STATED PROBLEM:
Exactly as written, transcribe the lines that run from the one containing "Target: garden pathway" to the end of the records below.

-*-*-

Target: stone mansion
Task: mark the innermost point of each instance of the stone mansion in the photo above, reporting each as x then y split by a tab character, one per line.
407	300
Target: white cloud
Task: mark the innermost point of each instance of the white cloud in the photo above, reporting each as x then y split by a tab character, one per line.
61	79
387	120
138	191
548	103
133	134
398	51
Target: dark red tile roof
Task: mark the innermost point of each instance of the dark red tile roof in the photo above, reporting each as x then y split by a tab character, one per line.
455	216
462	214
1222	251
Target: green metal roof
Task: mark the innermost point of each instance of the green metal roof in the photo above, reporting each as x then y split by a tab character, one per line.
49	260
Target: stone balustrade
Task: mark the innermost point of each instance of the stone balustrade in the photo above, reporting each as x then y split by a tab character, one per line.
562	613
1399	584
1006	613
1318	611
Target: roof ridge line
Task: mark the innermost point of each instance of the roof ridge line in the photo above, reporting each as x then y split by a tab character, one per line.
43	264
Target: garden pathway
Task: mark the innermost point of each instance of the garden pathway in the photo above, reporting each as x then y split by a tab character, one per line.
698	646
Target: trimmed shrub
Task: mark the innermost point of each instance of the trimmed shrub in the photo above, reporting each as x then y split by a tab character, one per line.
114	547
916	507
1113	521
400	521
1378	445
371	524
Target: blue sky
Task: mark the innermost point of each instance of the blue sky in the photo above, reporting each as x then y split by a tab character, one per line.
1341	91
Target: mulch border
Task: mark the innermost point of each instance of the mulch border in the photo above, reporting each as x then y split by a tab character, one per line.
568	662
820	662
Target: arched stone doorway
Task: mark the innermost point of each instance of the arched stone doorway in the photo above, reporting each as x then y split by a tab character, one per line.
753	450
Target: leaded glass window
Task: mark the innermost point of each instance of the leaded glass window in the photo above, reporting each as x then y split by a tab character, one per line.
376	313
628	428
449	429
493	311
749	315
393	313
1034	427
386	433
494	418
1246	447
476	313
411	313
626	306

-*-*-

RESPONSE TO THIS EXERCISE:
Target: garden pathway
Task: mark the innermost point of each instance of the garden pathway in the photo above, reporting each as x then y split by a tab character, one per line.
698	646
Target: trimmed shrub
Task: mark the innermost point of each instance of the trimmed shrub in the photo above, reporting each as x then y split by a tab character, one per line.
114	547
916	507
1113	521
400	521
1378	445
371	524
Target: blue sky
Task: mark the innermost point of each instance of the blue sky in the photo above, reporting each as x then y split by a tab character, one per line.
1341	91
Target: mulch border
Task: mark the innermost point of each instance of the mulch border in the photo above, reporting each as x then y split by a tab character, one per line.
568	662
820	662
Target: arched stone doorway
Task: mark the innermost point of each instance of the arched stone doorway in the photo above, reporting each as x then y split by a tab character, one per line.
753	450
Target: leaded glass window
Task: mark the innermost point of each instance of the leaded glass window in the photo above, reporting each as x then y split by a tab character, one per line.
376	313
628	428
449	429
493	311
749	315
393	313
1034	427
386	433
494	418
1246	447
476	313
411	313
626	306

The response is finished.